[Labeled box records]
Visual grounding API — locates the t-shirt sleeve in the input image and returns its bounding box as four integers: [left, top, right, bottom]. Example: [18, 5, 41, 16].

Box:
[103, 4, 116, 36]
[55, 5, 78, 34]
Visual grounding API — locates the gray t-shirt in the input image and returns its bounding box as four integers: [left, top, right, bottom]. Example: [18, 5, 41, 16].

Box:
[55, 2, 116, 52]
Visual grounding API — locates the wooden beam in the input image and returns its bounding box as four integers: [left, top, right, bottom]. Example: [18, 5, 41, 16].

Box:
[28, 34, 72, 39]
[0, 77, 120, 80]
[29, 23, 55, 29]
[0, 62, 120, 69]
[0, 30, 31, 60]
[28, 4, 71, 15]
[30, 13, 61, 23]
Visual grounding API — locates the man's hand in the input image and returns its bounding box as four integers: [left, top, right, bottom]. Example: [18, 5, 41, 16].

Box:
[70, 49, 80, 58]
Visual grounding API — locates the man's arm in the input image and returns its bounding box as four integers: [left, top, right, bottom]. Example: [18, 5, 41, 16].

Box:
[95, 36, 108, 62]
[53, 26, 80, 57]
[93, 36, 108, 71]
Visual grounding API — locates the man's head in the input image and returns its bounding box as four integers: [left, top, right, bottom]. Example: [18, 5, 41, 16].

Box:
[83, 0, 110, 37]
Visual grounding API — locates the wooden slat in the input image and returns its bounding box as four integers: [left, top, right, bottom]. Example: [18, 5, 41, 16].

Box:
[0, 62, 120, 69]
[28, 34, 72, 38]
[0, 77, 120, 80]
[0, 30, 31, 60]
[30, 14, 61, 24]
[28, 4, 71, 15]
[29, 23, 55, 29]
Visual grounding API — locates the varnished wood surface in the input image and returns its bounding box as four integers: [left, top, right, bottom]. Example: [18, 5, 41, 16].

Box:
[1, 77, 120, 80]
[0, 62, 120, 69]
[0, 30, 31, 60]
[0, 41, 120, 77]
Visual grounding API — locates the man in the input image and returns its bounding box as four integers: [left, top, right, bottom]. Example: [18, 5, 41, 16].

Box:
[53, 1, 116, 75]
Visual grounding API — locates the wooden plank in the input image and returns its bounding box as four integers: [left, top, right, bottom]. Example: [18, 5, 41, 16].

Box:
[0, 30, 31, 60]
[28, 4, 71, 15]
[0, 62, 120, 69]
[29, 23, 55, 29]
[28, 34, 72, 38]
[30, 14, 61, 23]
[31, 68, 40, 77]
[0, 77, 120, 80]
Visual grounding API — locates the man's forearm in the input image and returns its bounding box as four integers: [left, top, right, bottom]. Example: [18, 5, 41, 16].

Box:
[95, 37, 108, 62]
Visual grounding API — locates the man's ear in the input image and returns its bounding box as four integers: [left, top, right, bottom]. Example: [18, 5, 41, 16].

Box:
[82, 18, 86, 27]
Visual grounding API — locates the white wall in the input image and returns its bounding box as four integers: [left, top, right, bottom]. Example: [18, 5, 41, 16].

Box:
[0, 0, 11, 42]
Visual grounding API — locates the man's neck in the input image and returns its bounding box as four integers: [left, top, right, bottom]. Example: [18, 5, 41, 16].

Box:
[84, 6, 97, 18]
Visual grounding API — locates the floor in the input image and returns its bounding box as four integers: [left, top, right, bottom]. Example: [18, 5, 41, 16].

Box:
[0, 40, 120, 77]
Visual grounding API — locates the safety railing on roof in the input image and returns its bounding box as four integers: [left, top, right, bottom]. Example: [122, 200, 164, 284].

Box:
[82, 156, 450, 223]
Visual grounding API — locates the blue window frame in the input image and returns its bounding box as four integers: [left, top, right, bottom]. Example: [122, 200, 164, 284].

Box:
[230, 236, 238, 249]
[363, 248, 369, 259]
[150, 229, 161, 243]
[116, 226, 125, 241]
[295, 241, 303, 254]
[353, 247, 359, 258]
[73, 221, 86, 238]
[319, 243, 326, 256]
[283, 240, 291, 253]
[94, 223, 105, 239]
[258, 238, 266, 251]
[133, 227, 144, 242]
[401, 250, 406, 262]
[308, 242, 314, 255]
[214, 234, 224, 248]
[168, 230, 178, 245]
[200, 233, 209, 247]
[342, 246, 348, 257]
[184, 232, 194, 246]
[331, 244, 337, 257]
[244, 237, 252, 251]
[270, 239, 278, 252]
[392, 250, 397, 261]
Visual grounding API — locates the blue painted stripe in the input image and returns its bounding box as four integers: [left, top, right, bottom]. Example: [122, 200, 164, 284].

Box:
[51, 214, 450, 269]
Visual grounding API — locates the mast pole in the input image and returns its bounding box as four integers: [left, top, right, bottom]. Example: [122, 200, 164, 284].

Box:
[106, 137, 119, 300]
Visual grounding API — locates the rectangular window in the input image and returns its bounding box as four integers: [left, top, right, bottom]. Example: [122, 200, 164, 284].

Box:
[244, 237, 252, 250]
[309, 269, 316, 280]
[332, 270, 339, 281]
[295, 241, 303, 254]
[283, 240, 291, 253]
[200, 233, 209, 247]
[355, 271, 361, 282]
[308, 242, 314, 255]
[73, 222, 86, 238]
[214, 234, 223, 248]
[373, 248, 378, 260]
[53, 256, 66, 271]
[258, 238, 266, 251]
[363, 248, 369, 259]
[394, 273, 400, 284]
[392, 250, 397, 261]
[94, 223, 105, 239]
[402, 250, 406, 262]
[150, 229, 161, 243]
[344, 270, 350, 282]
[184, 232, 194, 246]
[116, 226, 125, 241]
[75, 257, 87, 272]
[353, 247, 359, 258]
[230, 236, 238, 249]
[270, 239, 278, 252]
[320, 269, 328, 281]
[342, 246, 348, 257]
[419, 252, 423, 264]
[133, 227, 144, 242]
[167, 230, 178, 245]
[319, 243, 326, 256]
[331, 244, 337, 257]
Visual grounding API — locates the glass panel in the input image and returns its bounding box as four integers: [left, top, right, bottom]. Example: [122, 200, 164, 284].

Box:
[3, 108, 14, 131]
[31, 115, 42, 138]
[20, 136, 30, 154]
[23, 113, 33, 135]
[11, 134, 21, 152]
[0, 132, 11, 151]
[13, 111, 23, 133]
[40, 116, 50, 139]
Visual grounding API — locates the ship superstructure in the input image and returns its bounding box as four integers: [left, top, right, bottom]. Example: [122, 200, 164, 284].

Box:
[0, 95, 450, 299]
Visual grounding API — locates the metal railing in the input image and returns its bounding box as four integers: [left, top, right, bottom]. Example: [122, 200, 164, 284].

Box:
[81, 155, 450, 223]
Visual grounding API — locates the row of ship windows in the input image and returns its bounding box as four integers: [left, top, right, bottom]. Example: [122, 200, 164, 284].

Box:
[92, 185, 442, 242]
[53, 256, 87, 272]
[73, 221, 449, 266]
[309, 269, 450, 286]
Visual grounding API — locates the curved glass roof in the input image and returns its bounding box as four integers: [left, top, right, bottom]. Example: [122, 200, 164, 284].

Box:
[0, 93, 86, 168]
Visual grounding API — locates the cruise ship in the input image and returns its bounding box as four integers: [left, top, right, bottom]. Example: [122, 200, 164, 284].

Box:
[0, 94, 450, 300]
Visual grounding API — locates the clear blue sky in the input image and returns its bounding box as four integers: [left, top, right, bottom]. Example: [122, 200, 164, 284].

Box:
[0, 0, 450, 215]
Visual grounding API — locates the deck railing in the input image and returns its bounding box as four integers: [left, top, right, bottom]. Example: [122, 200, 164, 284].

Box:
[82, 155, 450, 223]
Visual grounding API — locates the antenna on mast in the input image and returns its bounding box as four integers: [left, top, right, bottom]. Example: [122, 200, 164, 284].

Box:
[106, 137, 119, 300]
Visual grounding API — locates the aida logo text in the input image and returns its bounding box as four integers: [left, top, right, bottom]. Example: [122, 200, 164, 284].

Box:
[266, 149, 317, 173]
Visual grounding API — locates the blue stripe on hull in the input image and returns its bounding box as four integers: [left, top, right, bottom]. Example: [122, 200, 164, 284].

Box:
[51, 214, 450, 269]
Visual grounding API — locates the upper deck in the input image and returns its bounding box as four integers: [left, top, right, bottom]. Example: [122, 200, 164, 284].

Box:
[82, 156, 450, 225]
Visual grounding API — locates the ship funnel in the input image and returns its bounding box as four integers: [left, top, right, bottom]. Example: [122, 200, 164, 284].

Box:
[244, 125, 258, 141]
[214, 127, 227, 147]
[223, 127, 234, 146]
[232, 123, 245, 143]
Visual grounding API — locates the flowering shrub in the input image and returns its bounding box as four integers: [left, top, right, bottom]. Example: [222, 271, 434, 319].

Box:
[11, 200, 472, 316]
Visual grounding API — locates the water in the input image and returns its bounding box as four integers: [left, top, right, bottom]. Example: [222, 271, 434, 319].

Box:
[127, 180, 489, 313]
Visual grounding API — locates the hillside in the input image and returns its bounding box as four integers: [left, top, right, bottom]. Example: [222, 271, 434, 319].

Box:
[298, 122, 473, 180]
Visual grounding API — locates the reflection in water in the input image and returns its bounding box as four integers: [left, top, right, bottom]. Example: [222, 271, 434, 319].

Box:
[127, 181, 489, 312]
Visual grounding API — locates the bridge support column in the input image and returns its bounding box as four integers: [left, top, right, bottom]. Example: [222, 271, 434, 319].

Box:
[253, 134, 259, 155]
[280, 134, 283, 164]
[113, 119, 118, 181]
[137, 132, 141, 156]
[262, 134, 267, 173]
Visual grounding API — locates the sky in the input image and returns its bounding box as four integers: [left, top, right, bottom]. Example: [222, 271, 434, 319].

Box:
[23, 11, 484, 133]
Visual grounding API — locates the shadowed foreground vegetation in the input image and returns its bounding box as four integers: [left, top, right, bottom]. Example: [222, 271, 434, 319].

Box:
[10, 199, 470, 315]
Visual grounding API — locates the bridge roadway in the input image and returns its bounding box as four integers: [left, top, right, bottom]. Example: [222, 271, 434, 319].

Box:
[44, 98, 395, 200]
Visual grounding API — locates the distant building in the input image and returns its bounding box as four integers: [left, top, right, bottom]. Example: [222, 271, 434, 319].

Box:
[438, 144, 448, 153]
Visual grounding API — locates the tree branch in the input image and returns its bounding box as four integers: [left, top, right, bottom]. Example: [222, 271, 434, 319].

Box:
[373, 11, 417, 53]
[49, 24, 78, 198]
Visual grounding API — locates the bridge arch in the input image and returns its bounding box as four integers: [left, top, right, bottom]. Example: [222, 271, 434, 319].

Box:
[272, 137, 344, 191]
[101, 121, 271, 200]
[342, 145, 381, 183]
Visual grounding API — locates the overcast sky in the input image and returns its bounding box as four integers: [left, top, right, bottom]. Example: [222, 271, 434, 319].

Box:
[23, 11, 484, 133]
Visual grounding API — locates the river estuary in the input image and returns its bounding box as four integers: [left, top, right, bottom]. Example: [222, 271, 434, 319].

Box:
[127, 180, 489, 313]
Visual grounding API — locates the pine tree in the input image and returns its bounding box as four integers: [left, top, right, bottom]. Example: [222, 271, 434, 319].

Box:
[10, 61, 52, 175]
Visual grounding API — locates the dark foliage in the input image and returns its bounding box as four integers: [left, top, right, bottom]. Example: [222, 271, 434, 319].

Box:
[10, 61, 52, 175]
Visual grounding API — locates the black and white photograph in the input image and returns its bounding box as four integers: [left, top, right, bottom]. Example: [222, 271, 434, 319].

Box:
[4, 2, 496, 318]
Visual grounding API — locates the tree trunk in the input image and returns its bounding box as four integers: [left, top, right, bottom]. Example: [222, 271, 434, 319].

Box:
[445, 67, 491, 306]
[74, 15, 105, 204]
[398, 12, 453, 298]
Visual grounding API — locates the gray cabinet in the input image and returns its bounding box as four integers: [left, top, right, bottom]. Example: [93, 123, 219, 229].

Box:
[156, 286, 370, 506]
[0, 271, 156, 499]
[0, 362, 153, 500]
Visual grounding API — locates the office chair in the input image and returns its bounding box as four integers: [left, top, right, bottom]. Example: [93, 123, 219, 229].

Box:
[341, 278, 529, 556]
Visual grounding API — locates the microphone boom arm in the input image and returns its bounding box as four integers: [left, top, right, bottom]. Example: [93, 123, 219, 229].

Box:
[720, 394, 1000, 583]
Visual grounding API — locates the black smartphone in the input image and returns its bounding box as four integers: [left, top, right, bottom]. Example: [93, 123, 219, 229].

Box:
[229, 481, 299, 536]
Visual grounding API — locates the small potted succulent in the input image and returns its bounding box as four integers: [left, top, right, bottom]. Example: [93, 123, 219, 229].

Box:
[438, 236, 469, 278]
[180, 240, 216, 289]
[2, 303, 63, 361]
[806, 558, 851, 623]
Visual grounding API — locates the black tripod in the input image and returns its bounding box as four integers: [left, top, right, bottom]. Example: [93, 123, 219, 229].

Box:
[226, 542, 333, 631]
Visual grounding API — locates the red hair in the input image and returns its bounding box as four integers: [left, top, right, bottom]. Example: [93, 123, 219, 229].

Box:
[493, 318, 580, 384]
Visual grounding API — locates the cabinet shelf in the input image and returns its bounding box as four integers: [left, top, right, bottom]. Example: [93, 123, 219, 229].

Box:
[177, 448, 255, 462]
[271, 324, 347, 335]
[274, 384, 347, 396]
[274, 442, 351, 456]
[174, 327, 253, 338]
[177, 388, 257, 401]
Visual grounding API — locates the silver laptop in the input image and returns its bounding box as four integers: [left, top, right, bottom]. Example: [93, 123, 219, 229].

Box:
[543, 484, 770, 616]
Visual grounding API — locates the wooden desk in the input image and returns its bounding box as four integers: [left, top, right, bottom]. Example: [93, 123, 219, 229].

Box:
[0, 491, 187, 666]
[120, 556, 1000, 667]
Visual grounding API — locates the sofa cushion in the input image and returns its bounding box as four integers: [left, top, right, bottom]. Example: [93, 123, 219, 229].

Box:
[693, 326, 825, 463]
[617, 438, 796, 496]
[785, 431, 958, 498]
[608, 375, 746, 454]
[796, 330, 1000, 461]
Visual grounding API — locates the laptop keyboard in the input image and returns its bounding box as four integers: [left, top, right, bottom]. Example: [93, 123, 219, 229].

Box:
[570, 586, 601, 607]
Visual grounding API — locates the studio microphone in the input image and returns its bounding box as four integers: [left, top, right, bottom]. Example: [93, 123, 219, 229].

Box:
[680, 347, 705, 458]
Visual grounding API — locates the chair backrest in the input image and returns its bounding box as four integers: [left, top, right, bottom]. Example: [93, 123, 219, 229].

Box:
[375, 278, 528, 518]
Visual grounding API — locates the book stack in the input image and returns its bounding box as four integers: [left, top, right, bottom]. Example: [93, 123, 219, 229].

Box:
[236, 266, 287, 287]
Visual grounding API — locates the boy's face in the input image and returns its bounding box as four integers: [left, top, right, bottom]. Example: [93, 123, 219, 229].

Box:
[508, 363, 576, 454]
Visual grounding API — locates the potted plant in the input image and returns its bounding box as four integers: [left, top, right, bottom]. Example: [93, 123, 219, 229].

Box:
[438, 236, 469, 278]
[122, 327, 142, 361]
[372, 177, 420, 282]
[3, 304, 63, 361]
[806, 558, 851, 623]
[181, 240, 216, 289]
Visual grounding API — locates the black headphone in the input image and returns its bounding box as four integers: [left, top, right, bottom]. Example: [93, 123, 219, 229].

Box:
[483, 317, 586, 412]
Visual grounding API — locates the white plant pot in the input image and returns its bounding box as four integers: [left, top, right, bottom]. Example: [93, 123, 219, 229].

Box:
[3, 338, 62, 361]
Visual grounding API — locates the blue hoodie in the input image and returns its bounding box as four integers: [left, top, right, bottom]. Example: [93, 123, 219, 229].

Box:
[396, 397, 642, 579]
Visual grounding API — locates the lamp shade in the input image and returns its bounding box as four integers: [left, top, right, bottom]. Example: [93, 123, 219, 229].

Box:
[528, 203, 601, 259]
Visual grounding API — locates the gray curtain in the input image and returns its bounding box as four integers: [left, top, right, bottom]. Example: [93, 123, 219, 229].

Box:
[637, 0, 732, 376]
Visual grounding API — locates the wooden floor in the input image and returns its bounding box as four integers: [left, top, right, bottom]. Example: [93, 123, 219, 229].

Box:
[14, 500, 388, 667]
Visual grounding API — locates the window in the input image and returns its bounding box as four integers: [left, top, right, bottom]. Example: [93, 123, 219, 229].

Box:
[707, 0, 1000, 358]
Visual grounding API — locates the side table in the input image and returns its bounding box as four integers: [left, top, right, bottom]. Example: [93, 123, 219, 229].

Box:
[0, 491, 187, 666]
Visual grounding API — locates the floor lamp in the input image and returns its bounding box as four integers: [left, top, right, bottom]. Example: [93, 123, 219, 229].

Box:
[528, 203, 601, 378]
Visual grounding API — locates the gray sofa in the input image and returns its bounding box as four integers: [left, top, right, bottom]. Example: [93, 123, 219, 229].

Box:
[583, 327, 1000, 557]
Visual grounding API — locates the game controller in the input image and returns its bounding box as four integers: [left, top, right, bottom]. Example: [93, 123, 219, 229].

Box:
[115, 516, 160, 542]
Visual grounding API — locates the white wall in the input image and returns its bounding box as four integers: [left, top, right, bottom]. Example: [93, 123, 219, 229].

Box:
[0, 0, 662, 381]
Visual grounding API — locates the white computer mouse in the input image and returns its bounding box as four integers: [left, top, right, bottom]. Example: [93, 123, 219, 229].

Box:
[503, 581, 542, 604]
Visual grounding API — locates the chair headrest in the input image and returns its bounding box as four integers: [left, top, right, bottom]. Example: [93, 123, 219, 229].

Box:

Objective:
Reproduce the data unchanged. Begin at the line that contains "Visual grounding API — locates the wooden plank" and stop after the line that contains "[84, 6, 97, 18]".

Written answer:
Visual grounding API — locates the wooden plank in the input image and returns its bounding box as four integers: [left, top, right, bottom]. Example: [18, 5, 41, 16].

Box:
[0, 30, 31, 60]
[28, 4, 71, 15]
[0, 62, 120, 69]
[29, 23, 55, 29]
[28, 34, 72, 38]
[30, 14, 61, 23]
[31, 68, 40, 77]
[0, 77, 120, 80]
Visual grounding API — locates the man's forearm in the input image and returns its bounding box as four integers: [left, top, right, bottom]. Example: [18, 5, 41, 16].

Box:
[95, 37, 108, 62]
Visual grounding API — locates the man's ear in the input image and returns its bounding box as four integers: [left, top, right, bottom]. Example: [18, 5, 41, 16].

Box:
[82, 18, 86, 27]
Visual grounding API — locates the white wall in the input image and returns its bounding box as four integers: [left, top, right, bottom]. Example: [18, 5, 41, 16].

Box:
[0, 0, 11, 42]
Visual grounding API — locates the man's neck in the input image and returns its bounding box as four integers: [left, top, right, bottom]. Example: [18, 5, 41, 16].

Box:
[84, 6, 97, 18]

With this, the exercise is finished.